[Opening Given text section]
Film & TV

Cry Macho Answers Toxic Masculinity

Clint Eastwood and Eduardo Minett in Cry Macho. (Claire Folger/Warner Bros.)
Eastwood’s modern Western is wily and timely.

Before history gets rewritten by the vicious, some clarity about our confused times might come from the social, political, and humanist idealism in Clint Eastwood’s new film, Cry Macho. Eastwood’s contemporary Western translates the political relations between the U.S. and Mexico into a story about grizzled old white guy Mike Milo (Eastwood), a former rodeo star, who rescues a friend’s young Latino son, Rafa (Eduardo Minett), from below the border. Combining humane and intercontinental concerns, Cry Macho’s folksy metaphor touches on issues of national sovereignty, citizenship, and historical obligation — the confusion that now results from social engineering and calamitous government policies becomes personal.
[Closing Given text section]
[Opening Material provided section]
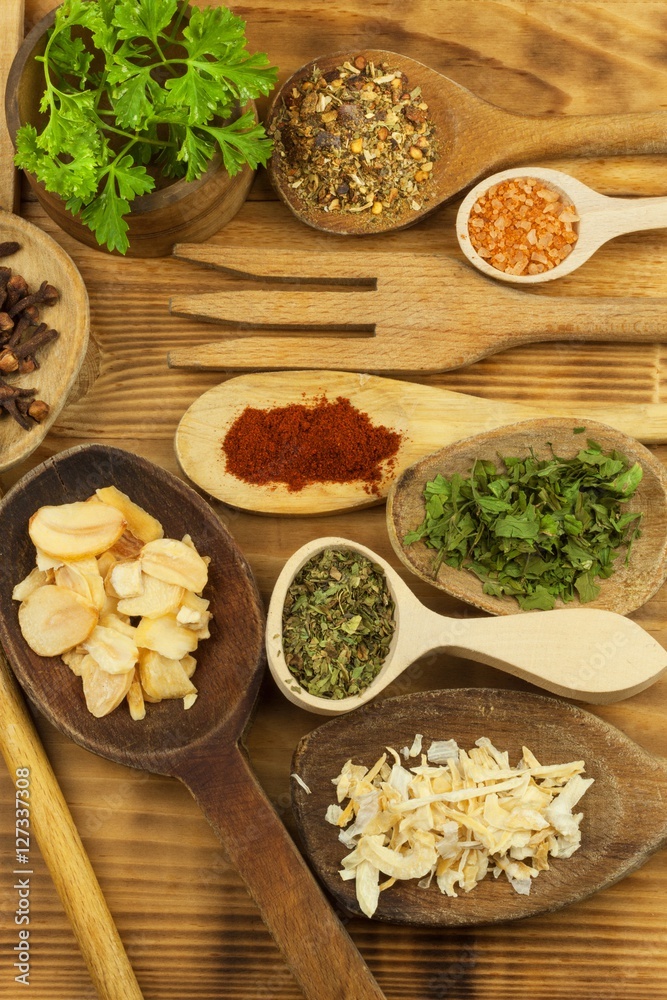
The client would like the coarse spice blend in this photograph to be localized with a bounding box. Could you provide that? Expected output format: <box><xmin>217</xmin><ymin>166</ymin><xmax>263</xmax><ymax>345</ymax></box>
[Closing Material provided section]
• Required work:
1/ Reproduce the portion of the review of Cry Macho from "Clint Eastwood and" up to and including "policies becomes personal.".
2/ According to the review of Cry Macho, what was Mike Milo before the events of the film?
3/ List the issues that, according to the review of Cry Macho, the film's folksy metaphor touches on.
The lines that accompany the review of Cry Macho are not required for any of this work.

• Your responses:
1/
Clint Eastwood and Eduardo Minett in Cry Macho. (Claire Folger/Warner Bros.)
Eastwood’s modern Western is wily and timely.

Before history gets rewritten by the vicious, some clarity about our confused times might come from the social, political, and humanist idealism in Clint Eastwood’s new film, Cry Macho. Eastwood’s contemporary Western translates the political relations between the U.S. and Mexico into a story about grizzled old white guy Mike Milo (Eastwood), a former rodeo star, who rescues a friend’s young Latino son, Rafa (Eduardo Minett), from below the border. Combining humane and intercontinental concerns, Cry Macho’s folksy metaphor touches on issues of national sovereignty, citizenship, and historical obligation — the confusion that now results from social engineering and calamitous government policies becomes personal.

2/ He was a former rodeo star.

3/
- National sovereignty
- Citizenship
- Historical obligation